Provided information -
* * *

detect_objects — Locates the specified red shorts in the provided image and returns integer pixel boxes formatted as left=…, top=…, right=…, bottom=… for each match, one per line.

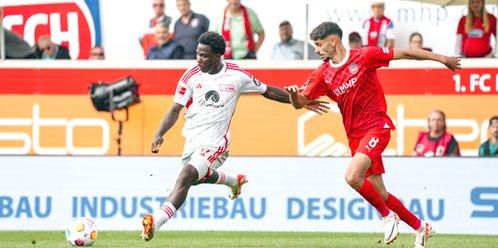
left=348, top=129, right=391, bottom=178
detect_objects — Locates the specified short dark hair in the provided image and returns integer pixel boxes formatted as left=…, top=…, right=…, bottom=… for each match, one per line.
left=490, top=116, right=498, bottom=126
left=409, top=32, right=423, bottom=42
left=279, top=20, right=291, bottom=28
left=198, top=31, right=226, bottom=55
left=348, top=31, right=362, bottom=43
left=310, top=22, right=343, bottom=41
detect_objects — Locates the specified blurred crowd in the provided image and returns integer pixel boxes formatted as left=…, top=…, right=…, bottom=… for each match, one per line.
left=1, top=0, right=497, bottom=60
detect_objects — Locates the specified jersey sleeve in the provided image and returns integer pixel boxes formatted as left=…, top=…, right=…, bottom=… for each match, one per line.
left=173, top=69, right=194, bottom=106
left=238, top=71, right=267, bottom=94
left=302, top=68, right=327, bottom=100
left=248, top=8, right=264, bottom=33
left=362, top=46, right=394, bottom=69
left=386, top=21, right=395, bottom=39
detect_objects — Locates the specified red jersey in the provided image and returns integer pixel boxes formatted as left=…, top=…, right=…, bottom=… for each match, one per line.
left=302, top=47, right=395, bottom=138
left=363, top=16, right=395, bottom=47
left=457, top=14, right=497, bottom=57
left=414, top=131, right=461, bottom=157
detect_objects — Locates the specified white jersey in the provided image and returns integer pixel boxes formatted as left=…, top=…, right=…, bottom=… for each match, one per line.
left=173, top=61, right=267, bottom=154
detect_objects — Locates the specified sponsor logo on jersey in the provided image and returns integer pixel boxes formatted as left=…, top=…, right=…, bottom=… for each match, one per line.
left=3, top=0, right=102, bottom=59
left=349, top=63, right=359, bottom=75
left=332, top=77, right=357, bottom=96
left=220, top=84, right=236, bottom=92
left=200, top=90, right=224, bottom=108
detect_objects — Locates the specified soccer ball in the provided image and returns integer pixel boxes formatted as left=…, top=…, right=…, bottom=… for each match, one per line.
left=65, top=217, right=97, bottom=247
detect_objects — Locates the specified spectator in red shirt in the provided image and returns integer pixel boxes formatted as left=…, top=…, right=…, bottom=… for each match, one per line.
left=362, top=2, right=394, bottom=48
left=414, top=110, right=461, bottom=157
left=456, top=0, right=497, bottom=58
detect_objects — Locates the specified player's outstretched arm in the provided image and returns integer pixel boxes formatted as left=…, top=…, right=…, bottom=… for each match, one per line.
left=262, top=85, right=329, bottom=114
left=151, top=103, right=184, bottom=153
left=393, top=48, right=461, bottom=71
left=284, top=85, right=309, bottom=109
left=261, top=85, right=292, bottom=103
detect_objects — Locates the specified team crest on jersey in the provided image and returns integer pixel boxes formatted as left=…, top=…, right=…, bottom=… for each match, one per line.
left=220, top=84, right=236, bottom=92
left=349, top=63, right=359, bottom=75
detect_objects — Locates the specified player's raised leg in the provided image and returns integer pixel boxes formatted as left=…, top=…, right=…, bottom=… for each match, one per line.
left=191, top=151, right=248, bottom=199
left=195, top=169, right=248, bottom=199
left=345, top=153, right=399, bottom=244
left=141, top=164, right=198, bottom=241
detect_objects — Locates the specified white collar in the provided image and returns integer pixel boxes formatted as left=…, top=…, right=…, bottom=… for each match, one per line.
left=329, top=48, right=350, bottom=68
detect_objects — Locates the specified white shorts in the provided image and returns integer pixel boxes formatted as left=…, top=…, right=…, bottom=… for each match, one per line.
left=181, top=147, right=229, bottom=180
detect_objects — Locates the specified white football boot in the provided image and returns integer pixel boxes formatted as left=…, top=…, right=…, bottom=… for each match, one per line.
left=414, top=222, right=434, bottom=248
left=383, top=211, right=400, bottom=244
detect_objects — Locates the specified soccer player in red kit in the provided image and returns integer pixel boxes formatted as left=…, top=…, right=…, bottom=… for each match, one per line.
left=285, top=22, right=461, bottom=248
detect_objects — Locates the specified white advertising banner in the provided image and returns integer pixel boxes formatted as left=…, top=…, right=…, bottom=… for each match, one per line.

* * *

Problem to work on -
A verbatim transcription of the records, pictures excluded, is the required output.

Task solution -
detect_objects — Locates the specified red shorts in the provided image and returns integer pixel boxes formatted as left=…, top=…, right=…, bottom=… for each match, one per line.

left=348, top=129, right=391, bottom=178
detect_objects — Locates the specified short dark hair in the provided image and returns integer pixel boxes formatted as left=…, top=…, right=…, bottom=… for each match, one per line.
left=490, top=116, right=498, bottom=126
left=409, top=32, right=423, bottom=42
left=279, top=20, right=291, bottom=28
left=198, top=31, right=226, bottom=55
left=348, top=31, right=362, bottom=43
left=310, top=22, right=343, bottom=41
detect_objects — Locates the specified blurred crowd in the provided image and returns integer pixel boxes formatted as left=…, top=…, right=…, bottom=… for each match, one per line.
left=1, top=0, right=497, bottom=60
detect_objects — Locates the specified jersey sleeve in the provided image and returns integer pixel boxes formatted as left=…, top=…, right=…, bottom=… for each match, one per line.
left=173, top=69, right=194, bottom=106
left=238, top=71, right=267, bottom=94
left=302, top=68, right=327, bottom=100
left=248, top=8, right=264, bottom=33
left=362, top=46, right=394, bottom=69
left=386, top=21, right=395, bottom=39
detect_objects — Locates the specified red jersey in the provided image and returns integer pixel boxes formatted as left=…, top=…, right=…, bottom=… for each match, one per line.
left=302, top=47, right=395, bottom=138
left=363, top=16, right=395, bottom=47
left=457, top=14, right=497, bottom=57
left=414, top=131, right=461, bottom=157
detect_objects — Locates the specified white jersey in the provided image and returns integer pixel boxes formatted as left=…, top=…, right=…, bottom=… for each match, one per line.
left=173, top=61, right=267, bottom=154
detect_objects — Locates the specified sponsor logo on jersey in the provided image and returns integer pixel boxes formatted as left=…, top=…, right=…, bottom=… for each match, one per line.
left=3, top=0, right=102, bottom=59
left=349, top=63, right=359, bottom=75
left=332, top=77, right=357, bottom=96
left=220, top=84, right=236, bottom=92
left=200, top=90, right=224, bottom=108
detect_objects — Locates the specified soccer ball in the provided image and returns integer pixel boxes formatted as left=…, top=…, right=…, bottom=… for each match, one per line.
left=65, top=217, right=97, bottom=247
detect_objects — Locates the specified spectator in red shirt in the provided image and returns integer pixel boxes formatted as left=…, top=…, right=…, bottom=… for each match, one per line.
left=362, top=2, right=394, bottom=48
left=414, top=110, right=461, bottom=157
left=456, top=0, right=497, bottom=58
detect_objects — Locates the specified player's outstretched arm in the provided image and returns integer pixel boxes formatted as left=…, top=…, right=…, bottom=… for each match, one per line.
left=262, top=85, right=329, bottom=114
left=151, top=103, right=184, bottom=153
left=393, top=48, right=461, bottom=71
left=284, top=85, right=309, bottom=109
left=261, top=85, right=292, bottom=103
detect_objects — Locates the specified team crest on jersey in the provided image and returns integer pixel boxes formatted as left=…, top=…, right=…, bottom=… for each match, one per line.
left=220, top=84, right=236, bottom=92
left=349, top=63, right=359, bottom=75
detect_objects — Locates the specified player's raised leg in the provided image and returns integer pixel boxes formatted as left=…, top=…, right=…, bottom=… for each match, one per line.
left=191, top=151, right=248, bottom=199
left=195, top=169, right=248, bottom=199
left=345, top=153, right=399, bottom=244
left=141, top=164, right=198, bottom=241
detect_objects — Locates the specified white collar in the provided image and returns integer pixel boxes formatted as left=…, top=…, right=…, bottom=… for each match, one per line.
left=329, top=48, right=350, bottom=68
detect_objects — Locates the specified white shorts in the provided image and returns integer pixel boxes formatted as left=…, top=…, right=…, bottom=… for each match, one per line.
left=181, top=147, right=229, bottom=180
detect_objects — Locates the specified white football boot in the provided image and returns integer pixel boxes formatted as left=…, top=…, right=…, bottom=… for each match, one per line.
left=414, top=222, right=434, bottom=248
left=383, top=211, right=400, bottom=244
detect_objects — Locates the specified soccer player in red kit in the provided image and returns integer pixel boxes formatted as left=…, top=…, right=…, bottom=… for each match, one per line.
left=285, top=22, right=461, bottom=248
detect_objects — Locates the specified white advertising banner in the provided image and returns integer pixel boxes formatted as left=…, top=…, right=…, bottom=… for each match, one per line.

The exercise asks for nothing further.